DOCUMENT EXTRACT:
January 2013 Inter-Club Trip

All-Ireland Student Caving 2013 inter-breeding trip

 

DIT representatives  - Petie, Jack, Fresher Steve

 

Queens - Barney, Barry Montague, Rocky, Adam Whiteside, Steve Muh

DCU - Shane McGinley, Brian McFaffin, Claire, Mr Kane, Ezter, Orla

UCD - Emi Whatsherface

BONUS CAVERS!: Four of Barney's mates from Dublin

 

By the time I reached the club gear store, soaked to the skin by the relentless rain, I knew that this trip was fated. To compound my misery the traffic held Jack up, so I went into the boiler room to hug the lukewarm pipes and think happy thoughts. When Jack finally arrived he told me that he could have picked me up from my house and saved me the trip through the rain. Oh well. We drove on, picking up Fresher Steve at Blanch, and the rest of the way to Fermanagh was fairly painless, though from Belturbet onwards the only radio station was RnaG, with a bearlachising presenter playing eight minute techno tracks on the turntables. Radio na Life presenter and raging gaelgoir Fresher Steve was not impressed.

(Data records)
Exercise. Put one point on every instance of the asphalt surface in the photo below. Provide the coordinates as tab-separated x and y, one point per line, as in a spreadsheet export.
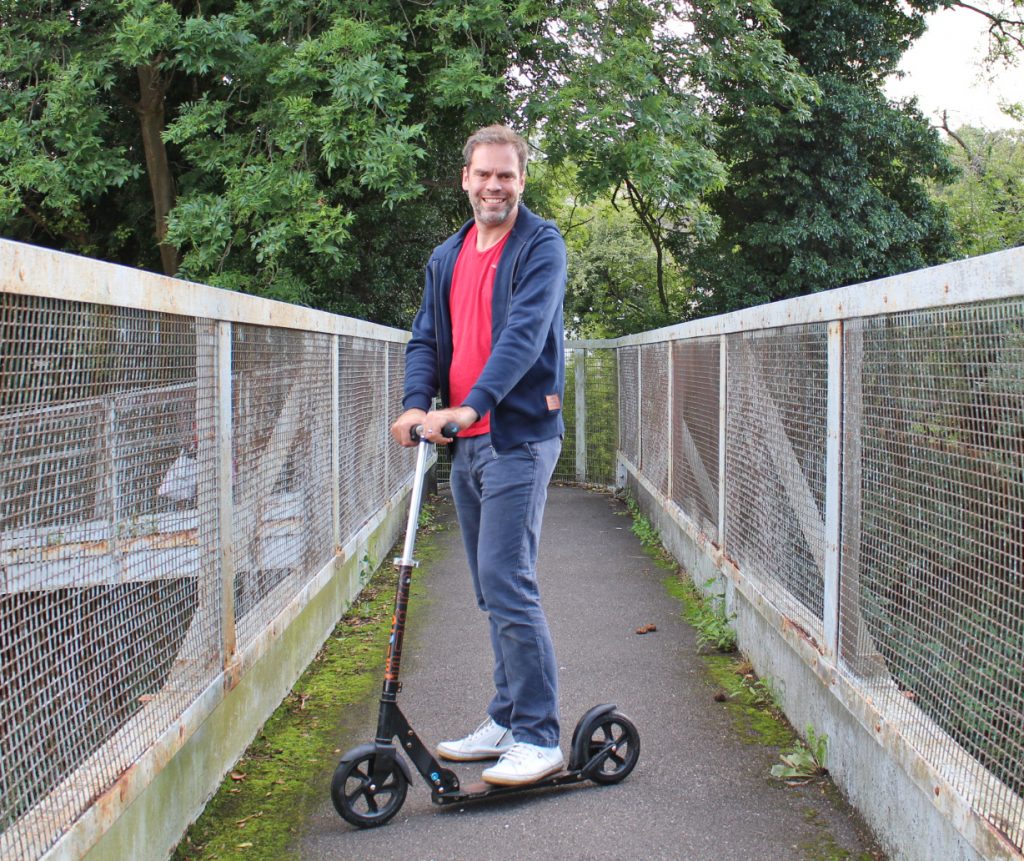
700	789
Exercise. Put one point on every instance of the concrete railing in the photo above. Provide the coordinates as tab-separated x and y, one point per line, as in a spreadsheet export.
195	484
847	468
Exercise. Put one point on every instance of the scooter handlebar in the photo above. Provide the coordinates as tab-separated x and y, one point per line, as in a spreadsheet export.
449	430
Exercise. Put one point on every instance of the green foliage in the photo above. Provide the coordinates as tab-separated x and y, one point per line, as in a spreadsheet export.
837	197
803	762
612	268
707	613
626	102
986	201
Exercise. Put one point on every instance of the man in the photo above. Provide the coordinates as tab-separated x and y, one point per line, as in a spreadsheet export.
488	337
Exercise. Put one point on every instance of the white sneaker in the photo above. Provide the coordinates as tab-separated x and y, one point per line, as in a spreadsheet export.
487	741
524	764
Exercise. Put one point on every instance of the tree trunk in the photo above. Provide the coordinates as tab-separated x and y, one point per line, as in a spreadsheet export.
151	114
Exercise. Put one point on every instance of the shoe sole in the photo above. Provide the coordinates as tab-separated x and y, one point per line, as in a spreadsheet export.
522	781
468	758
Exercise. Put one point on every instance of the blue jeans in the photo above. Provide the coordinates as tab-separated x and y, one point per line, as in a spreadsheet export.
500	497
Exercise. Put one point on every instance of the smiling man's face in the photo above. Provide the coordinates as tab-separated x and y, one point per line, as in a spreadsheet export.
494	182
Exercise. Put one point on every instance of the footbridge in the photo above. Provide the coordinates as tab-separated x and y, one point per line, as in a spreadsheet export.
195	485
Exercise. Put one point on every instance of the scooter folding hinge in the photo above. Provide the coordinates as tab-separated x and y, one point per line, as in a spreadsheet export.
411	563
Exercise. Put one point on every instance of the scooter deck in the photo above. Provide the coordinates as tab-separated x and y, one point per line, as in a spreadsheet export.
481	789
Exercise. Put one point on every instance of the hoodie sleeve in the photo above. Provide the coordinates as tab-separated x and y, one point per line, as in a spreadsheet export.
422	375
535	303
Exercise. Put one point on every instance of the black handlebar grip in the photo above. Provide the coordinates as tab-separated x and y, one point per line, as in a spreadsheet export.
449	430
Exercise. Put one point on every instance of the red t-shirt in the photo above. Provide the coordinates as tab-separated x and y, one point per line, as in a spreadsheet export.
472	287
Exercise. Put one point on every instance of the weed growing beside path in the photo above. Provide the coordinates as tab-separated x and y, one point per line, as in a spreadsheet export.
260	807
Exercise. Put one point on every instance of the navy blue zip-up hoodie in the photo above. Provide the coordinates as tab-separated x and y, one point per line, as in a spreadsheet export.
523	381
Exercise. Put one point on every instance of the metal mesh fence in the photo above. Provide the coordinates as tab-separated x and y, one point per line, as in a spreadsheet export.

OBJECTIVE 1: Rewrite the paragraph of the caving trip report that begins "By the time I reached the club gear store" as a short bulleted list that keeps its main facts.
OBJECTIVE 2: According to the caving trip report, where was Fresher Steve picked up?
OBJECTIVE 3: Please reproduce everything in the caving trip report from "UCD - Emi Whatsherface" down to "was not impressed.".
The data records have no part in any of this.

RIGHT ANSWER 1:
- The writer reached the club gear store soaked by relentless rain and felt the trip was fated.
- Traffic held Jack up, so the writer waited in the boiler room, hugging the lukewarm pipes.
- When Jack arrived, he said he could have picked the writer up from home.
- They picked up Fresher Steve at Blanch, and the rest of the drive to Fermanagh was fairly painless.
- From Belturbet onward, the only radio station was RnaG, where a presenter played eight-minute techno tracks.
- Fresher Steve, a Radio na Life presenter and keen Irish speaker, was not impressed.

RIGHT ANSWER 2: At Blanch.

RIGHT ANSWER 3:
UCD - Emi Whatsherface

BONUS CAVERS!: Four of Barney's mates from Dublin

 

By the time I reached the club gear store, soaked to the skin by the relentless rain, I knew that this trip was fated. To compound my misery the traffic held Jack up, so I went into the boiler room to hug the lukewarm pipes and think happy thoughts. When Jack finally arrived he told me that he could have picked me up from my house and saved me the trip through the rain. Oh well. We drove on, picking up Fresher Steve at Blanch, and the rest of the way to Fermanagh was fairly painless, though from Belturbet onwards the only radio station was RnaG, with a bearlachising presenter playing eight minute techno tracks on the turntables. Radio na Life presenter and raging gaelgoir Fresher Steve was not impressed.